[Records shown — start]

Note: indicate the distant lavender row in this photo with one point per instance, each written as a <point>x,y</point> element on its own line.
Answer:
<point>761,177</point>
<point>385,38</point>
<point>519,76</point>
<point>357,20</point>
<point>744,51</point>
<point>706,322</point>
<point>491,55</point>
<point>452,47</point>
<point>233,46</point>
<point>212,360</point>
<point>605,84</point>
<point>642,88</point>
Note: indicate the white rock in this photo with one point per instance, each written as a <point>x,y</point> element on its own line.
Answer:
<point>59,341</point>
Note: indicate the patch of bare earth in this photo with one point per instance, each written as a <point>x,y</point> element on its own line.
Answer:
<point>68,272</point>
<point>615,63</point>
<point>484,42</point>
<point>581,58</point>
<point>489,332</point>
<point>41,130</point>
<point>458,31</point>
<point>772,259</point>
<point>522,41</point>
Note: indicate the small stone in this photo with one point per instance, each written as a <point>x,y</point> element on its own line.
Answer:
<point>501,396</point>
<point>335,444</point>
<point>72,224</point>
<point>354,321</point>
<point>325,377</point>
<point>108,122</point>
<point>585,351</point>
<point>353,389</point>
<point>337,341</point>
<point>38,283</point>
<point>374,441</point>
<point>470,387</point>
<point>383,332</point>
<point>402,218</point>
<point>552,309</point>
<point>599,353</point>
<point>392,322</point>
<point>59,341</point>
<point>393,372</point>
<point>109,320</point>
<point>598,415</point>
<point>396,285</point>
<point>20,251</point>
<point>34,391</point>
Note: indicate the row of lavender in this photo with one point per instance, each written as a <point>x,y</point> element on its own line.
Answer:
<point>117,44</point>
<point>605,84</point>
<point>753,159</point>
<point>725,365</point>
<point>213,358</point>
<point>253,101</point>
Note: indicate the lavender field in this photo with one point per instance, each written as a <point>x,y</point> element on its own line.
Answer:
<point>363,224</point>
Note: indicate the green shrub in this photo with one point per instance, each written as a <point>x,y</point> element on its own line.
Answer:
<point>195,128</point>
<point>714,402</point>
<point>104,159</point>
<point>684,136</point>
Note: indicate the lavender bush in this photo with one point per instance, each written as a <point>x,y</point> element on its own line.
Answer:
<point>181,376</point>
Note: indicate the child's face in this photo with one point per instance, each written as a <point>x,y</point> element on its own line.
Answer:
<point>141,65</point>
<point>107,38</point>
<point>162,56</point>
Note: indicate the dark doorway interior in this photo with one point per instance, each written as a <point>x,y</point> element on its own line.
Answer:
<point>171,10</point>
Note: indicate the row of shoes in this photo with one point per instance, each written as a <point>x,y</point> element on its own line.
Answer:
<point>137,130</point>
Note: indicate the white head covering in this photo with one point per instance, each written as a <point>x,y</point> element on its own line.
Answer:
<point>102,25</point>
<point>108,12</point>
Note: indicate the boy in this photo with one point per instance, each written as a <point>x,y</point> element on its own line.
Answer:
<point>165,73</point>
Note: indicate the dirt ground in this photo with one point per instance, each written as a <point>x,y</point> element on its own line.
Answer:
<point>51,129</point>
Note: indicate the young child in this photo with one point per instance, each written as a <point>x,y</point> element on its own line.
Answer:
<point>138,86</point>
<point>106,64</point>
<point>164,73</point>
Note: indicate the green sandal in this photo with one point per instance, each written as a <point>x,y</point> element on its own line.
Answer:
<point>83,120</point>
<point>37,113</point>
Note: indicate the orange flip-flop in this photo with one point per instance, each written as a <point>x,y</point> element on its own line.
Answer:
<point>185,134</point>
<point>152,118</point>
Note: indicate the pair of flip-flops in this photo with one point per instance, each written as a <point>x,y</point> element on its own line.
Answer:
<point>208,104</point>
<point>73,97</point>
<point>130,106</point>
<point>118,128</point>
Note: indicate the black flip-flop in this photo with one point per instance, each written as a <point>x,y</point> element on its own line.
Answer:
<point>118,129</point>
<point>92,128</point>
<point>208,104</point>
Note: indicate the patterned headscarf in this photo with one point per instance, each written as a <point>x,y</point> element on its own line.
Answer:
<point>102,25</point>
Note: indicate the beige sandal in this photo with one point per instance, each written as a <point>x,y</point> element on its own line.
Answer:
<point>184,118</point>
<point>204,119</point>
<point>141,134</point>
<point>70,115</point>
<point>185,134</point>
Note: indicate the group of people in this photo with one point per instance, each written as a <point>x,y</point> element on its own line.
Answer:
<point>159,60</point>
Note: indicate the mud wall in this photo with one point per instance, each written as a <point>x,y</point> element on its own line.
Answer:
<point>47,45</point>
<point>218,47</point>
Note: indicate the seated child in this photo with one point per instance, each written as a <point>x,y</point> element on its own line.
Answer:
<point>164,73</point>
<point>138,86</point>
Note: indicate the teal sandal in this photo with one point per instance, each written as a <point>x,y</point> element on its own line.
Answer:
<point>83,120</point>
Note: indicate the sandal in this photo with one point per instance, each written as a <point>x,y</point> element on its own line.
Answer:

[Records shown — finish]

• _What the task asks_
Return the entries above unchanged, starting at the first line and stopping after the line with "Note: indicate the small".

• _Task result_
Note: indicate the distant lavender row in this photo with one point per instance, each written as a <point>x,y</point> element on its own line.
Answer:
<point>761,177</point>
<point>385,38</point>
<point>519,76</point>
<point>357,20</point>
<point>744,51</point>
<point>706,322</point>
<point>491,55</point>
<point>452,47</point>
<point>233,46</point>
<point>212,360</point>
<point>605,84</point>
<point>642,88</point>
Note: indicate the white rock in this photo with one point per instance, each written as a <point>x,y</point> element on its own line.
Answer:
<point>59,341</point>
Note: indicate the patch of bare earth in this photo with one point per instance, each written as a <point>x,y</point> element on its own line.
Answer:
<point>68,272</point>
<point>615,63</point>
<point>484,42</point>
<point>581,58</point>
<point>489,332</point>
<point>41,130</point>
<point>458,31</point>
<point>772,259</point>
<point>522,41</point>
Note: indicate the small stone in this photo with one point per instance, each written as a <point>x,y</point> element on its own line.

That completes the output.